** START OF SELECTED EXCERPT **

This year, Schloss Dagstuhl – Leibniz Center for Informatics in Saarland, Germany hosted another successful Autumn School for Information Retrieval and Information Foraging (ASIRF). The event took place between September 16-21, 2018. Sponsored by the ACM Special Interest Group on Information Retrieval (SIGIR), German Informatics Society (GI), Center for Informatics Research and Technology (CIRT), and the University of Trier, ASIRF 2018 attracted twenty graduate students with diverse backgrounds from five countries. There were nine lectures given by leading academics in their respective fields. These lectures provided the attendees an opportunity to advance their knowledge in the domains of Information Retrieval (IR), Interactive Information Retrieval (IIR), Human Information Behavior, Collaborative IR, and Computational Social Science. Also, they had ample time to expand their research networks at a remote, serene area in the German countryside.
On Sunday, I arrived at Schloss Dagstuhl after an eighteen-hour-long journey from New York which included a flight from New York to Frankfurt, a scenic train ride from Frankfurt to St. Wendel through the hilly regions of Hesse, Rhineland-Palatinate, and Saarland, a short bus trip in the middle of farms and wineries to Dagstuhl Bahnhofstrasse, and finally a walk to Schloss Dagstuhl. However, the weariness of the journey vanished immediately in the prospect of spending the whole week in a single room on the top floor of a eighteenth-century old manor house. The evening started with a delicious meal and ended with the keynote lecture by Dr. Michael Lay on the evolution of the conceptual data model of dblp Computer Science bibliography system.
Throughout the week, leading scholars in the field delivered a range of lectures and presentations that covered a broad spectrum of topics related to information retrieval and information seeking behavior. On Monday, Dr. Ingo Frommholz provided an introduction to IR models – from Vector Space Model to some more advanced information retrieval models. Dr. Ralf Schenkel offered a foundation course on IR systems and efficiency methods of query processing. The lectures on theoretical foundations of system-centric IR were followed up with a comprehensive presentation by Prof. Dr. Norbert Fuhr on techniques for modeling Interactive IR and Information Seeking and Searching Behaviors. He presented an overview of the Probability Ranking Principle for Interactive IR, Markov models, Hidden Markov models, and parameter estimation based on Markov models. He also introduced the participants to the concept of information seeking and searching, some well-known cognitive search models such as Ellis’ behavioral model of information seeking strategies, Bates’ Berrypicking model, Belkin’s ASK model, Ingwersen’s Cognitive model, and user interface design based on cognitive models.

** END OF SELECTED EXCERPT **

**SET OF TASKS**
1. From the autumn school report, write out everything from "On Sunday, I" down to "Science bibliography system.".
2. Using the autumn school report, decide whether each statement agrees with it. Answer yes or no, and quote the deciding words. (a) The event was held in September 2018. (b) ASIRF 2018 drew thirty graduate students. (c) Dr. Ralf Schenkel gave the keynote lecture on Sunday evening.
3. Translate this sentence from the autumn school report into French: "There were nine lectures given by leading academics in their respective fields."

** START OF RECORDS SHOWN **

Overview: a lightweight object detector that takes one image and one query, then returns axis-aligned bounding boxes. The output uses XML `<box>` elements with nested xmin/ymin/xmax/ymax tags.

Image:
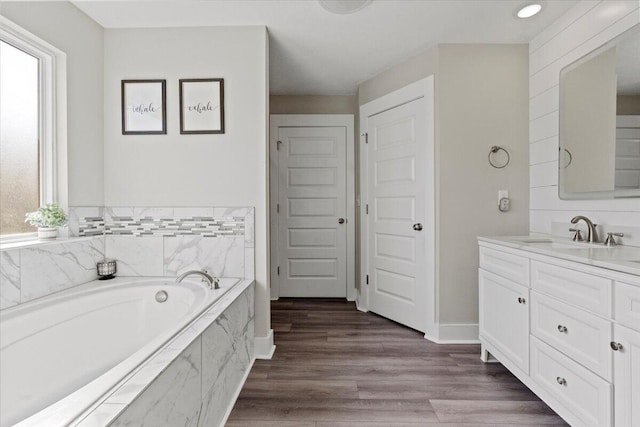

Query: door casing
<box><xmin>356</xmin><ymin>76</ymin><xmax>438</xmax><ymax>341</ymax></box>
<box><xmin>269</xmin><ymin>114</ymin><xmax>356</xmax><ymax>301</ymax></box>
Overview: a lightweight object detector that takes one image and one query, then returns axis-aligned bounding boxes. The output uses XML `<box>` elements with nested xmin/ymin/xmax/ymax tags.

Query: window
<box><xmin>0</xmin><ymin>40</ymin><xmax>40</xmax><ymax>235</ymax></box>
<box><xmin>0</xmin><ymin>17</ymin><xmax>66</xmax><ymax>242</ymax></box>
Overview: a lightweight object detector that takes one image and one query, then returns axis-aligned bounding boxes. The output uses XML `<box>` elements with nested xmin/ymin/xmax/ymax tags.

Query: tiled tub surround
<box><xmin>69</xmin><ymin>207</ymin><xmax>254</xmax><ymax>279</ymax></box>
<box><xmin>0</xmin><ymin>236</ymin><xmax>104</xmax><ymax>310</ymax></box>
<box><xmin>69</xmin><ymin>206</ymin><xmax>248</xmax><ymax>237</ymax></box>
<box><xmin>5</xmin><ymin>278</ymin><xmax>254</xmax><ymax>426</ymax></box>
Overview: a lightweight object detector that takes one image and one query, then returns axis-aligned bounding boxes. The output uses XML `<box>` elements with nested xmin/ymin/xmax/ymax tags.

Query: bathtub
<box><xmin>0</xmin><ymin>277</ymin><xmax>239</xmax><ymax>427</ymax></box>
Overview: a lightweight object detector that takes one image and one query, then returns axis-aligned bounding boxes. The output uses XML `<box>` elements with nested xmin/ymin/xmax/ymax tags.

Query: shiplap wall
<box><xmin>529</xmin><ymin>0</ymin><xmax>640</xmax><ymax>234</ymax></box>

** END OF RECORDS SHOWN **

**SOLUTIONS TO THE TASKS**
1.
On Sunday, I arrived at Schloss Dagstuhl after an eighteen-hour-long journey from New York which included a flight from New York to Frankfurt, a scenic train ride from Frankfurt to St. Wendel through the hilly regions of Hesse, Rhineland-Palatinate, and Saarland, a short bus trip in the middle of farms and wineries to Dagstuhl Bahnhofstrasse, and finally a walk to Schloss Dagstuhl. However, the weariness of the journey vanished immediately in the prospect of spending the whole week in a single room on the top floor of a eighteenth-century old manor house. The evening started with a delicious meal and ended with the keynote lecture by Dr. Michael Lay on the evolution of the conceptual data model of dblp Computer Science bibliography system.

2.
(a) Yes: "The event took place between September 16-21, 2018."
(b) No: "ASIRF 2018 attracted twenty graduate students with diverse backgrounds from five countries."
(c) No: "ended with the keynote lecture by Dr. Michael Lay"

3. Neuf conférences ont été données par des universitaires de premier plan dans leurs domaines respectifs.